→ **TEXT UNDER STUDY**
╔══
The key question is whether the person has a mental disorder and how the criteria for that mental disorder are defined. The fact that that person has what we would regard as a sexual deviancy does not mean that they have a mental disorder. It is important to remember that the criteria for detention include whether it would be appropriate for them to be treated in hospital. A clinician would decide that. If that person should be treated in hospital, clearly the clinician believes that that person has a mental disorder. If they do not believe that that is the case, they will not ask for him or her to be treated in hospital. If the noble Lord would like me to clarify those points in writing, I shall certainly do so and place a copy in the Library.
That would be extremely helpful, because it seems to me that the Minister’s answer does not clarify things. If some further thought were given to it, perhaps the inconsistencies might become even more apparent.
I shall certainly write to the noble Lord.
I am not aware that it is suggested that the commission, or likely commission, of illegal or disorderly acts is, by itself, a clinically recognised mental disorder. Hence, the proposed exclusion is again unnecessary. It has been suggested by noble Lords, and in the evidence cited by the noble Baroness, Lady Barker, that the purpose of the amendment is to prevent the Act being used for social control. If that is the case, we are fully supportive of the objective. However, the Act already achieves this objective. This is a mental health Bill; it is not about social control. We are all aware of what happened in Russia, and noble Lords have quite rightly brought this to our attention, but this is not what this Bill is about. The most that the proposed new words in the amendment could achieve is wrongly to suggest that, in other contexts, such behaviours would be mental disorders or, worse still, that they might place uncertainty in the minds of professionals, and even the courts, about whether behaviours of this kind can be taken into account when deciding whether someone has a mental disorder.
Redundant material should not be included in Acts both as a matter of good drafting practice and for fear that an unintended meaning will be read into any such words. The courts will assume that Parliament would not have put material in the Act if it were unnecessary. However carefully drafted is an exclusion—I know that noble Lords have been most careful in their drafting—there is always the risk of it being interpreted in an unexpected way or being misunderstood and misapplied in practice. If, as in this case, an exclusion is unnecessary to start with, we think it better not to take that risk, remembering that what is at risk is whether people get the treatment they need to relieve their own suffering and, where relevant, protecting other people from harm.
Many noble Lords understandably raised the issue of people from black and ethnic minorities being disproportionately affected by the Act. We fully acknowledge that rates of admission and detention are significantly higher for some BME groups and that they are more likely to arrive in care through the criminal justice system. Once in hospital, some groups of BME patients are more likely than white British people to be subject to measures such as seclusion or restraint. This fuels a circle of fear which deters many BME patients from seeking early treatment for their illness. We have heard many examples of that cited today. The reasons for this are complicated and still not fully understood, but the problem has effectively been left unchallenged by government for decades. Last year, we published a comprehensive, five-year action plan for delivering race equality in access to services, experience of services and outcomes from services. A high level of resources has been committed to the plan and it has made a sound start. Bridging the system of equalities once and for all might not be easy, but we cannot be satisfied with anything less.
╚══
→ **SUPPLIED RECORDS**
╔══
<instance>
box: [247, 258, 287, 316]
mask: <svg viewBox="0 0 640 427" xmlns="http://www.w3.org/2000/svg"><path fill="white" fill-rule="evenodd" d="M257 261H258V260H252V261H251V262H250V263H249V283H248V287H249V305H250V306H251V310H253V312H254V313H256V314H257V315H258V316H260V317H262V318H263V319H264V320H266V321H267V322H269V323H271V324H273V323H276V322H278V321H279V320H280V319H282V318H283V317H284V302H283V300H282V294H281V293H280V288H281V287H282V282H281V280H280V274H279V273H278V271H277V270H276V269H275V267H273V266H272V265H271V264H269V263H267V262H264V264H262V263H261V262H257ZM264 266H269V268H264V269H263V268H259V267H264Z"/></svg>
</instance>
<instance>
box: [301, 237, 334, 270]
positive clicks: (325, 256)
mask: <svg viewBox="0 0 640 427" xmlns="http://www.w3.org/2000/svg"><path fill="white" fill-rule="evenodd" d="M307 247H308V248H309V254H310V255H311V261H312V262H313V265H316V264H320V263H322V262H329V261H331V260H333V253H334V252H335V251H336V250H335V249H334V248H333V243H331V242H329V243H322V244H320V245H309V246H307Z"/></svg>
╚══
→ **WORK INSTRUCTIONS**
a. Can you set down the part of the Mental Health Bill debate that opens with the words containing "That would be" and closes with "even more apparent."?
b. Can you resume the Mental Health Bill debate from the point where it stops?
The records aren't needed for anything here.

→ **EXPECTED OUTPUTS**
a.
That would be extremely helpful, because it seems to me that the Minister’s answer does not clarify things. If some further thought were given to it, perhaps the inconsistencies might become even more apparent.

b.
However, excluding cultural and religious beliefs from the definition of mental disorder is unlikely to help. It is possible of course to have disordered cultural and religious beliefs in any culture or religion, and indeed in any person, regardless of whether they see themselves as belonging to a particular culture or religion. Such beliefs may well be symptoms of clinically recognised mental disorders, but in the absence of such a disorder, political or cultural beliefs, values or opinions are simply not mental disorders. It is therefore unnecessary and potentially a source of uncertainty and misunderstanding to exclude them from the definition.
Disordered thinking and beliefs are central elements of many mental disorders. That these are expressed in cultural, political or religious terms makes them no less disordered than if they were expressed in any other terms. But it is axiomatic that in diagnosing whether thoughts are disordered, professionals must understand them from the patient’s own perspective. However strange a thought or belief may appear to be to someone else, it is not a sign of mental disorder unless it is disordered within the framework of the person’s own cultural, political and religious heritage, convictions and attitudes. We therefore do not think that this needs to be said in the Bill.
The noble Baroness, Lady Murphy, asked why the Government said that cultural beliefs could be signs of mental disorders. This is not what we said and indeed it would have been extraordinary had we done so. What we meant was that sometimes disordered thinking expresses itself in religious, political or cultural terms.
In summary, Amendment No. 4 seeks to exclude various behaviours and beliefs from the definition of mental disorder. On substance misuse and sexual behaviour we disagree about the objective if those terms are meant to cover the consequences of misuse and what is currently termed “sexual deviance”. On the rest, we differ only as to means, not ends. Noble Lords say that it should be explicit in the Bill that it cannot be used for what some have described as social control. We say that there is simply nothing in the Bill which would allow it to be used that way. Adding unnecessary words does nothing to alter that but does increase the potential for confusion and misunderstanding in practice and the risk of an unintended meaning being read into the words by the courts.
It is for the same reason that, while agreeing entirely with what he seeks to achieve, I cannot support the amendment of the noble Lord, Lord Adebowale, to make explicit that dependence on alcohol and drugs does not preclude a person from treatment under the Bill if they also suffer from another mental disorder. I understand that this group of people is getting bigger.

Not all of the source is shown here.